--- Text excerpt ---
◆ ◆ ◆ ◆

In January, long before the Covid lock-down, my Inholland colleague Tom Visscher and I submitted a proposal to the Media and Learning Conference. Looking back on the proposal gives insight into just how much has happened in the last few months.
Pre-Covid, Tom and I were proposing to run a workshop in June about how to use Zoom Break-Out rooms. With a live demonstration on site. Both of us had used Zoom breakout rooms to good effect during presentations and classes. And we strongly felt, the world needed a demonsration of this Video Wizardry.
As we informed the conference organisers; ‘Video Communication Technology makes it possible to interact with students at different locations and opens up many new pedagogical opportunities.’
If only we knew what was coming!
A month after submitting our proposal, on March 12th, the Dutch Government informed us that 100% of higher education would immediately move online.
Our proposal stated; ‘As students demand more flexibility in when and where they study, and organisations experiment with these new approaches, shared practices are emerging that can lead to new forms of education.’
Little could we have imagined that the ‘shared practices’ would not ‘emerge’, but instead would explode at an inconceivable rate. A complete, overnight transformation of higher education. The likes of which has never been seen before. Emergency remote teaching was born.
The questions to be addressed in our workshop were relevant: ‘How are teachers using live video communication to teach and interact with students? What possibilities does this offer the lecturer and the learners?’
Higher Education, now 100% online, has been busy answering these questions over the last few months. Our session promised to address another key question: ‘What technical, didactic and practical aspects need to be taken into account when planning, running and implementing these formats in an educational context?’
If only there had been time to discuss these key questions. Since March, we’ve all been working like crazy to support colleagues and students in trying to address these issues. To make online education work. It is complicated and there is no one-to-one transfer of the physical to the online classroom.
The final question we planned to address was: ‘And how can we learn from each other as we develop new approaches to learning?’
This question turned out be part of the focus of day 1 of the online conference run in June. The supercharging of online education has provided many creative and original approaches to teaching and learning.
Our workshop participants were promised that they would experience for themselves the Zoom Break-Out room: ‘In these break-out rooms, participants will experiment with different functionality (e.g., raising a hand, typing an open and private chat message, inviting the moderator).’
Looking back on it now, it all seems rather quaint. At the time we wrote the proposal, both Tom and I strongly believed that everyone should at least experience the break-out rooms once. Having tried it, we believed the format could be developed by lecturers to create interaction online within groups. Well, you know what happened next.
We informed our participants that: ‘The session will use the Zoom video conferencing software that is free to install.’
Our session did not cover ‘Zoom Friday Drinks’, ‘Zoom Pub Quizzes’, ‘Zoom Family Reunions’, ‘Zoom Conferences’, ‘Zoom Exhaustion’ or tips on how to prevent ‘Zoom Bombers’. But we still think it could have been a valuable session.
Our modest conference workshop has been consigned to the graveyard of great conference ideas. Born before its time, overwhelmed by an inconceivable reality.
When we wrote the proposal in January, the stock price for Zoom was around 70 USD. Five months later, the price hit around 260 USD. Tom… I told you we should have invested!

◆ ◆ ◆ ◆

--- Record set ---
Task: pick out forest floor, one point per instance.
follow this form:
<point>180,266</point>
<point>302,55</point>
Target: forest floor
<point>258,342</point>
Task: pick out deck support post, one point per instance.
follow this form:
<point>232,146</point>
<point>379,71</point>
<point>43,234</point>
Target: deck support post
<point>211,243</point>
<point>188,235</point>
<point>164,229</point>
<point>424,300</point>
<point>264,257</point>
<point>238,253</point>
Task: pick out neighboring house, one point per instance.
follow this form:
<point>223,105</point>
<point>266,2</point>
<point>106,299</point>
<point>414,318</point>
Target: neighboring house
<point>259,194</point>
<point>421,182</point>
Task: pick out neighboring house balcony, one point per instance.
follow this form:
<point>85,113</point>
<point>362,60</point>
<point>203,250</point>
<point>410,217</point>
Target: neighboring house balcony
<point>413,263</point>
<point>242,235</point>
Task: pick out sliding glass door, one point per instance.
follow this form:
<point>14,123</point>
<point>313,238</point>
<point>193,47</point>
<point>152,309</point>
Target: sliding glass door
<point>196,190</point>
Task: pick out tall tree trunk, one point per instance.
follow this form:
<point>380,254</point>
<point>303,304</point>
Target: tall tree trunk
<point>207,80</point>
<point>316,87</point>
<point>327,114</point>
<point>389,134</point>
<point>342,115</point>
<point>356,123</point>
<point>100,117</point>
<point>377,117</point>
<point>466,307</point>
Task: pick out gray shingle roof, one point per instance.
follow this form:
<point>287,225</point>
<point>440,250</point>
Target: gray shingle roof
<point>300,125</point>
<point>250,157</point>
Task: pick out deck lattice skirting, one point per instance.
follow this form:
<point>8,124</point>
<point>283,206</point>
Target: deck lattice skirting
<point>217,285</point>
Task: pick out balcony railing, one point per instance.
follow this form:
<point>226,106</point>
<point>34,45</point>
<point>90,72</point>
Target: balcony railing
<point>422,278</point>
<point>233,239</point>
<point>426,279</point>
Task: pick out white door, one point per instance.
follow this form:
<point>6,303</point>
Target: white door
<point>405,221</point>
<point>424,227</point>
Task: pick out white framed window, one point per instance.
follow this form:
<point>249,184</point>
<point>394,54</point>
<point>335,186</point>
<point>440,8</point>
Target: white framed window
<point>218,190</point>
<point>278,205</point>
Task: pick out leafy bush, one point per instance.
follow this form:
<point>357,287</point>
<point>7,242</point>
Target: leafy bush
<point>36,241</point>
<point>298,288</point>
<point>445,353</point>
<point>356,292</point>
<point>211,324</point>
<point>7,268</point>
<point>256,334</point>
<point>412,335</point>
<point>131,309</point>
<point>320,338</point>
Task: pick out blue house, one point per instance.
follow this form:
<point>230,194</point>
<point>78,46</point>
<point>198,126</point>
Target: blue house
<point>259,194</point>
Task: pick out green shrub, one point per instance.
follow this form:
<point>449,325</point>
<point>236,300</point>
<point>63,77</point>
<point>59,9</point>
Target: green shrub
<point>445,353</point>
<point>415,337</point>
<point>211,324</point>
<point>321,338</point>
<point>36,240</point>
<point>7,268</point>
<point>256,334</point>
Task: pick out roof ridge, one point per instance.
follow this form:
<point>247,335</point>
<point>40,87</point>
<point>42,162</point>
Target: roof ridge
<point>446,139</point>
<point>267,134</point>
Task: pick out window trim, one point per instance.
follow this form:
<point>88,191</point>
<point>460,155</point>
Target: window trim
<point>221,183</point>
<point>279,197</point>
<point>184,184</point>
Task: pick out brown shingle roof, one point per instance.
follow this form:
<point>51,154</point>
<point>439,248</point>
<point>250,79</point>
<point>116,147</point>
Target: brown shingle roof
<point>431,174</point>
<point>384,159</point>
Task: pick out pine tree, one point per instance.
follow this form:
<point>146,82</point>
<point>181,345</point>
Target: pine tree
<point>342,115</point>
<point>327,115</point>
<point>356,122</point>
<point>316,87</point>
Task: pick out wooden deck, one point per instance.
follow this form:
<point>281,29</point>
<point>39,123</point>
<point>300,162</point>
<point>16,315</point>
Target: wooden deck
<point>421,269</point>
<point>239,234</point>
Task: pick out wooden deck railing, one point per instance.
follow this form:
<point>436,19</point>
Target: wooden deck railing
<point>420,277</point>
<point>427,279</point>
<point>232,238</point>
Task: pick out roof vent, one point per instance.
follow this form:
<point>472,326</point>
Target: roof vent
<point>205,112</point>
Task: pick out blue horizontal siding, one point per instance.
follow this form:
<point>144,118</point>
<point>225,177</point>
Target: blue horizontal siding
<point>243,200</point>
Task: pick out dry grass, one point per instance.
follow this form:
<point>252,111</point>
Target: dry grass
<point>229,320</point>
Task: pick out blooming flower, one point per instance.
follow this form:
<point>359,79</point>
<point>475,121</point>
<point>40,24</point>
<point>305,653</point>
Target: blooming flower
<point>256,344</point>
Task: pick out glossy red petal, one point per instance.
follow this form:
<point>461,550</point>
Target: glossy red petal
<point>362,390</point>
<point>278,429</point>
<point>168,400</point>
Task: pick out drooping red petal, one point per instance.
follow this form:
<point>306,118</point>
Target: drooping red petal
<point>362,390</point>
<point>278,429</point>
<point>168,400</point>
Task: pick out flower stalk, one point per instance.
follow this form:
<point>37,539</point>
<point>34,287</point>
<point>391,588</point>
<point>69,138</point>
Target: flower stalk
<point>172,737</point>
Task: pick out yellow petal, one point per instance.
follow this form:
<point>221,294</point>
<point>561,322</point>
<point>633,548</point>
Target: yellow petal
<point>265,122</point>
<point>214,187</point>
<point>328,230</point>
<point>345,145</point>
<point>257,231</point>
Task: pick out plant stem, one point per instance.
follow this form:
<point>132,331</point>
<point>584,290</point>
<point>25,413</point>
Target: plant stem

◆ ◆ ◆ ◆

--- Tasks to carry out ---
[a] Print the part of the post about the Zoom workshop proposal word for word, starting with "Our proposal stated;" and going on through "teaching was born.".
[b] According to the post about the Zoom workshop proposal, on what date did the Dutch Government announce that all higher education would immediately move online?
The records stand apart from the post and have no connection to it.

--- Results of the tasks ---
[a]
Our proposal stated; ‘As students demand more flexibility in when and where they study, and organisations experiment with these new approaches, shared practices are emerging that can lead to new forms of education.’
Little could we have imagined that the ‘shared practices’ would not ‘emerge’, but instead would explode at an inconceivable rate. A complete, overnight transformation of higher education. The likes of which has never been seen before. Emergency remote teaching was born.

[b] March 12th